WORK REQUIRED - Print the data exactly as it is given, please.

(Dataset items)
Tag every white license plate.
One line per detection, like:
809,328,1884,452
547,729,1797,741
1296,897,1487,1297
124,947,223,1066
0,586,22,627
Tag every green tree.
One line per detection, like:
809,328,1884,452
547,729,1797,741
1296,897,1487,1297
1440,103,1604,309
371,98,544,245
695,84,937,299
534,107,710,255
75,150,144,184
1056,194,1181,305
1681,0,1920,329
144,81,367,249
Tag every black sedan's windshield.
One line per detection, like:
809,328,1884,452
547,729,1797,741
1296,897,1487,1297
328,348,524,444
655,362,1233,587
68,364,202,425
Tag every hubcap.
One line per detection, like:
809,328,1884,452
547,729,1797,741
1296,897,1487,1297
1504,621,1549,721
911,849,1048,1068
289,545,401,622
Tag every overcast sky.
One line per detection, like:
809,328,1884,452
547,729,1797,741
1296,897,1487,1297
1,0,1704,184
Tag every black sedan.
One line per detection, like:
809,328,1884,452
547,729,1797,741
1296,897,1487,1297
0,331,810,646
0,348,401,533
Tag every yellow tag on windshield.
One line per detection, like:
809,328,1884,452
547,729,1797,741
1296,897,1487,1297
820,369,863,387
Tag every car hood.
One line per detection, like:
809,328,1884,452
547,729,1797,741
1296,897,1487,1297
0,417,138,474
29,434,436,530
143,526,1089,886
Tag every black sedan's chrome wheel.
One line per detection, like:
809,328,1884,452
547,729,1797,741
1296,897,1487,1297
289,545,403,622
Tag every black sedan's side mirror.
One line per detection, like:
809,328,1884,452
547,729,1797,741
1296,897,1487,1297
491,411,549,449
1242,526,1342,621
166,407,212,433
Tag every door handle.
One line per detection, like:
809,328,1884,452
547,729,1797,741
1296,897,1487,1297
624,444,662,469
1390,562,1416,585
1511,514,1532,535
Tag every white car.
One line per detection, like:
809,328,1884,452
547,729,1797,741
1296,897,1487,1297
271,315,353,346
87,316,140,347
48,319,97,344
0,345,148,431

RESULT FOR THIS TASK -
Tag every white license plate.
One line per detection, like:
809,328,1884,452
547,729,1797,741
1296,897,1487,1297
124,947,223,1066
0,586,22,627
Tag every green tree.
One line per detection, like:
809,328,1884,452
547,729,1797,741
1296,897,1487,1297
1440,103,1604,309
371,98,544,245
695,84,937,299
534,107,710,255
75,150,144,184
1056,194,1181,305
1681,0,1920,329
144,81,367,249
Tag every black sedan's windshield.
One line per detection, like:
809,328,1884,452
547,729,1797,741
1296,897,1487,1297
328,348,524,444
655,362,1233,587
68,364,202,425
Tag every hubcap.
One line per detection, like:
809,328,1884,452
547,729,1797,741
1296,897,1487,1297
1504,621,1549,721
911,849,1048,1068
289,545,401,622
Tag every overcast sky.
One line per detection, like:
809,328,1884,452
547,729,1797,741
1296,897,1487,1297
1,0,1704,184
Tag every black sedan.
One line per detection, like:
809,328,1884,452
547,729,1797,741
1296,897,1487,1297
0,331,810,646
0,348,401,533
Tag every yellow tag on windshield.
One line per detection, like:
809,328,1884,452
547,729,1797,741
1296,897,1487,1297
820,369,863,387
Tag every car hood.
One line per detection, like:
809,328,1884,452
547,729,1797,741
1296,897,1487,1297
0,417,138,474
29,434,436,530
143,526,1089,886
Tag every black sedan's chrome wheel.
One line per detection, like:
809,328,1884,452
547,729,1797,741
1296,897,1487,1297
289,545,403,622
Tag every black sedan's side mirror.
One line per detection, like:
809,328,1884,452
547,729,1797,741
1296,897,1487,1297
491,411,549,449
1242,526,1342,621
166,407,212,433
Tag every door handle.
One line per detection, like:
809,328,1884,452
547,729,1797,741
1296,897,1487,1297
624,444,662,469
1390,562,1416,585
1511,514,1532,535
Tag every white car.
One line per detection, like:
809,328,1884,452
547,729,1797,741
1296,897,1487,1297
271,315,353,346
87,316,140,347
48,319,97,344
0,345,148,431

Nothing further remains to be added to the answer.